Segment Start: ENTRIES SUPPLIED

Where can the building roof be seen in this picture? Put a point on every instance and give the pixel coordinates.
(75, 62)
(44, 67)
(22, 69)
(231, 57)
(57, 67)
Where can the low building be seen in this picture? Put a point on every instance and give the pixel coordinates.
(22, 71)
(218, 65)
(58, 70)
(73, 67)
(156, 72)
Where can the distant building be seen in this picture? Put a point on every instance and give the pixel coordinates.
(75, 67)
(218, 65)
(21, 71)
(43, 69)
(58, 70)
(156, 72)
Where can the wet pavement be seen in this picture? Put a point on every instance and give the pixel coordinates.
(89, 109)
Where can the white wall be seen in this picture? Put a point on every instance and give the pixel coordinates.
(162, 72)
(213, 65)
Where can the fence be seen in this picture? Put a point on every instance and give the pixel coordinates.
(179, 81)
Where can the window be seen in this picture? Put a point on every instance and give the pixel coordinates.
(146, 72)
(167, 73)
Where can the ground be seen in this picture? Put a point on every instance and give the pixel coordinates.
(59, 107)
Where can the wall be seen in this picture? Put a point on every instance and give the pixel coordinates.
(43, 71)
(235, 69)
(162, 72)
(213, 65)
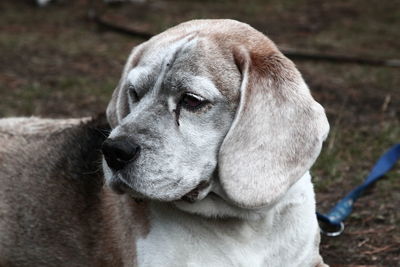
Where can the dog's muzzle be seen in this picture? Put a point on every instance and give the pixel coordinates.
(119, 152)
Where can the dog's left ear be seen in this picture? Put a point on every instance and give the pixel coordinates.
(277, 133)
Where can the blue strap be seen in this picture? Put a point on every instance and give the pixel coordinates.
(343, 208)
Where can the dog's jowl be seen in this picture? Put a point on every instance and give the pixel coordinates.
(213, 132)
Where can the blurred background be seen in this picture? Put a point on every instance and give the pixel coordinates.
(56, 61)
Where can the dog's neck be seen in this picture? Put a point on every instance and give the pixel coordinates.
(284, 235)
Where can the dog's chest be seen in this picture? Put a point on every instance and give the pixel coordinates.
(170, 245)
(188, 243)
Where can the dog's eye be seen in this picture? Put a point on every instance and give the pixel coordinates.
(192, 102)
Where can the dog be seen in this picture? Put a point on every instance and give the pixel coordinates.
(213, 132)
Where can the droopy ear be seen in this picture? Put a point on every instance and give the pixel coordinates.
(118, 107)
(276, 135)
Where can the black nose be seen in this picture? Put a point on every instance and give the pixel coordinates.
(118, 152)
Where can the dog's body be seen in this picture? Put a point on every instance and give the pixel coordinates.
(215, 130)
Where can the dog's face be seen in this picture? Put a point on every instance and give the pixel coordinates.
(211, 106)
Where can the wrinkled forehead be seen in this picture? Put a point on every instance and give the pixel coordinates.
(182, 61)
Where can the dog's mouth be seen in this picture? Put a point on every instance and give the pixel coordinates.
(198, 193)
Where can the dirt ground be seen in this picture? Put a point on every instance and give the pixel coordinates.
(57, 63)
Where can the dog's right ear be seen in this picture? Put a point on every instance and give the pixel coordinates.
(118, 107)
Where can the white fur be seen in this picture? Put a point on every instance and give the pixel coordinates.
(180, 239)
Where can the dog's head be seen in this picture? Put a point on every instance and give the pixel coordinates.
(211, 106)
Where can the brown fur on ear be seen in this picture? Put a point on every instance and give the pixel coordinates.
(277, 133)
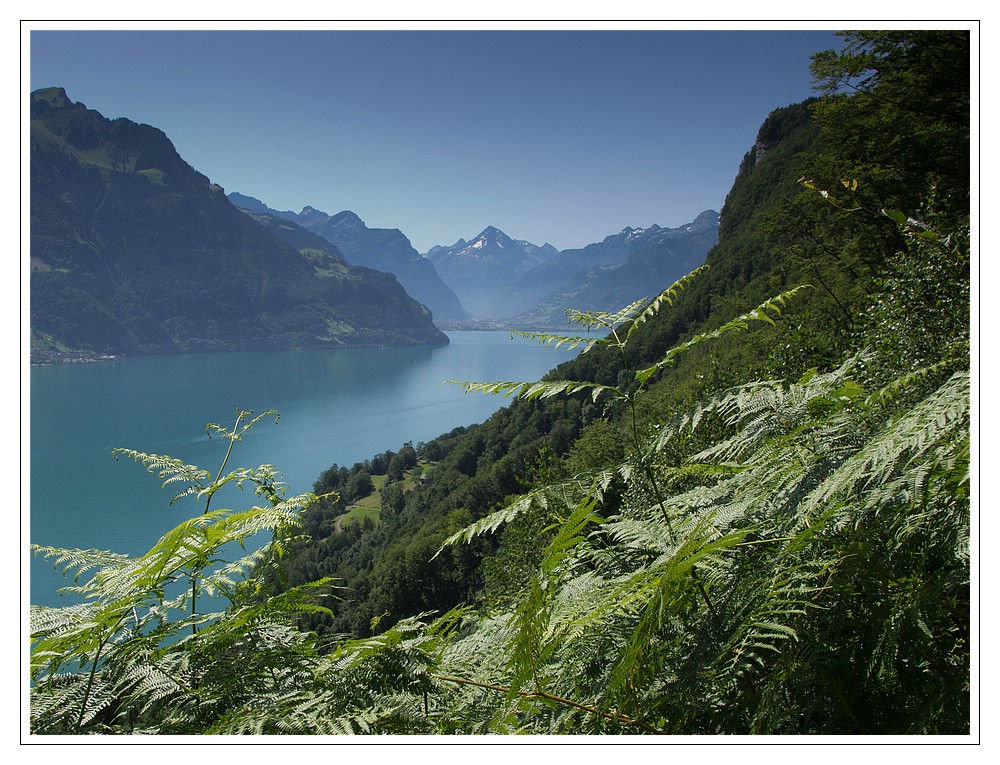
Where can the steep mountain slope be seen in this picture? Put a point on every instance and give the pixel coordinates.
(607, 275)
(133, 251)
(476, 270)
(475, 470)
(382, 249)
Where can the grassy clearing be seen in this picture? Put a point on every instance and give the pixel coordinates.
(370, 507)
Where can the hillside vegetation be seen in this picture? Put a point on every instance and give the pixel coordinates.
(745, 509)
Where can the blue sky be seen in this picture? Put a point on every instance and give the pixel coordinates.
(552, 136)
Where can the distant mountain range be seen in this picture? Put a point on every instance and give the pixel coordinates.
(379, 248)
(476, 270)
(133, 251)
(522, 284)
(608, 275)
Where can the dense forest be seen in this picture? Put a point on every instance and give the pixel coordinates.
(744, 509)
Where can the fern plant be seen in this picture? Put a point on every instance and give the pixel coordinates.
(119, 659)
(722, 594)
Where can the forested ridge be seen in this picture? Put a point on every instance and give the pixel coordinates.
(745, 509)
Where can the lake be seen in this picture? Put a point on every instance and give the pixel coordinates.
(340, 406)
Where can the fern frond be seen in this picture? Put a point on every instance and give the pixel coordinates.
(563, 494)
(666, 297)
(605, 319)
(532, 390)
(569, 341)
(766, 312)
(170, 469)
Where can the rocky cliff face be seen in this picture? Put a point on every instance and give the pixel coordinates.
(133, 251)
(382, 249)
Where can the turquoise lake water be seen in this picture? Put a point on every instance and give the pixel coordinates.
(340, 407)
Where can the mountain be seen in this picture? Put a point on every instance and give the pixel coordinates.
(381, 249)
(607, 275)
(476, 270)
(133, 251)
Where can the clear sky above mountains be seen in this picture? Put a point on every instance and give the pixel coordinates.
(552, 136)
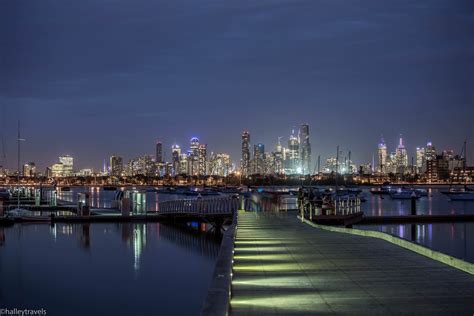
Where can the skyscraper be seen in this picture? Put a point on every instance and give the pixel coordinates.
(401, 157)
(420, 160)
(245, 163)
(159, 152)
(278, 158)
(220, 165)
(68, 163)
(202, 159)
(382, 155)
(175, 155)
(193, 157)
(305, 149)
(116, 166)
(258, 159)
(294, 155)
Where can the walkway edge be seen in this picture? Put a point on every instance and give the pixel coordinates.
(432, 254)
(218, 296)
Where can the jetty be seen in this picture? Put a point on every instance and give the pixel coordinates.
(283, 266)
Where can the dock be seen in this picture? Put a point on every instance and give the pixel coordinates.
(283, 266)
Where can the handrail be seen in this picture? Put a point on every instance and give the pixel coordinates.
(199, 206)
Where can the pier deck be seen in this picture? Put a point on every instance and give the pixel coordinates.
(282, 266)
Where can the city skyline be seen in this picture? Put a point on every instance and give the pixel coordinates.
(284, 160)
(186, 69)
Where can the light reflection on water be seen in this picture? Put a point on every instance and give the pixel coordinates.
(454, 239)
(110, 269)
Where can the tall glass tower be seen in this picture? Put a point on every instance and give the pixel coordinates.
(305, 149)
(245, 163)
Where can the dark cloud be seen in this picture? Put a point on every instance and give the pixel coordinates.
(96, 77)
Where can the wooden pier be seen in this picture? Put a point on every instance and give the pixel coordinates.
(283, 266)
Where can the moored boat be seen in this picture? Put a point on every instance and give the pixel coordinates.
(404, 194)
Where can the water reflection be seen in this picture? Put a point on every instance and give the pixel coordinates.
(37, 260)
(455, 239)
(2, 236)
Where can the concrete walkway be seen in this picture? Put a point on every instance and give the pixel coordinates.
(282, 266)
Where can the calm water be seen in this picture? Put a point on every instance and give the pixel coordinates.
(106, 269)
(124, 269)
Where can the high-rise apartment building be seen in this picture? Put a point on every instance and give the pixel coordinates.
(245, 162)
(305, 149)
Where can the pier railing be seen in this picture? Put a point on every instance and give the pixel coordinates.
(217, 206)
(339, 206)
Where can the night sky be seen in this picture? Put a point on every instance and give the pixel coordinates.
(95, 78)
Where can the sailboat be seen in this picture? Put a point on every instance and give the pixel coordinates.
(18, 213)
(465, 193)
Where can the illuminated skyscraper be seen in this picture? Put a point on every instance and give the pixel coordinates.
(183, 164)
(420, 160)
(176, 154)
(430, 152)
(159, 152)
(220, 165)
(245, 163)
(29, 169)
(202, 158)
(193, 157)
(278, 158)
(294, 155)
(401, 157)
(116, 166)
(305, 149)
(68, 164)
(258, 159)
(382, 155)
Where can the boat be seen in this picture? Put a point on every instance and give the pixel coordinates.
(229, 190)
(24, 215)
(464, 194)
(422, 192)
(461, 194)
(383, 190)
(404, 194)
(4, 193)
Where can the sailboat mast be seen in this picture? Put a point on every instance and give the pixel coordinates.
(337, 164)
(18, 170)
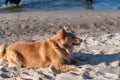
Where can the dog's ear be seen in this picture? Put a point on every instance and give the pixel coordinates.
(65, 28)
(61, 33)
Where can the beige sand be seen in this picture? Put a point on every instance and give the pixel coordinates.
(99, 52)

Segment End: ENTRIES SUPPLIED

WORK TO COMPLETE: Going from the line that has "Where can the beige" through the last line of the entries, retype each line exactly as given and add nothing.

EXERCISE RESPONSE:
Where can the beige sand be seen in this picture? Put a point on every instance and give the pixel coordinates.
(99, 52)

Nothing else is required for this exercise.